» **Problem statement**
A bare number is the expected answer: the count of lines in the data holding "arrangement".

*** Begin section ***

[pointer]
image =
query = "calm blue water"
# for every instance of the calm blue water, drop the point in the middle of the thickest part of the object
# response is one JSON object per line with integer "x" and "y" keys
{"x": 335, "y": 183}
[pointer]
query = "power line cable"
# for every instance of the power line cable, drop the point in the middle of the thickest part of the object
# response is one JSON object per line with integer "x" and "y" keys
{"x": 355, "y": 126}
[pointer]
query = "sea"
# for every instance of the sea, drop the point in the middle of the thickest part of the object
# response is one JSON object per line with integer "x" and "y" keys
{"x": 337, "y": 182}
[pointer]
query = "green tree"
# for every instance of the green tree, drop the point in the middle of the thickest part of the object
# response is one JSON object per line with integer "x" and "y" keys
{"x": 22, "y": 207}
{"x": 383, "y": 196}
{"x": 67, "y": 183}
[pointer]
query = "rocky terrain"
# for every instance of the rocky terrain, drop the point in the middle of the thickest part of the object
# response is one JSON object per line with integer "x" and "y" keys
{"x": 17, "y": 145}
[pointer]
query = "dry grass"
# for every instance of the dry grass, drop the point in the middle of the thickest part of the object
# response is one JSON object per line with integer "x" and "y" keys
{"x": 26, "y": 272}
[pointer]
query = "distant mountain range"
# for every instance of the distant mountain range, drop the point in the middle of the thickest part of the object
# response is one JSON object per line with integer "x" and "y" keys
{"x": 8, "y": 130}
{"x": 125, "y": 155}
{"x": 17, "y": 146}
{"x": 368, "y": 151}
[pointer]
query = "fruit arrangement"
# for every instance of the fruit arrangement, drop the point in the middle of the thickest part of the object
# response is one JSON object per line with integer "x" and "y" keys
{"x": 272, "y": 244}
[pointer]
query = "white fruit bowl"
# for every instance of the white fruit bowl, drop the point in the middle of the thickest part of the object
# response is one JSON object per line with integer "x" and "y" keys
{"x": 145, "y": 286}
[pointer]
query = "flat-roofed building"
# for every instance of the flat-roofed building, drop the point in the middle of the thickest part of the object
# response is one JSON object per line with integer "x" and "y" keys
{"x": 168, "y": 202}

*** End section ***

» **Answer to this exercise**
2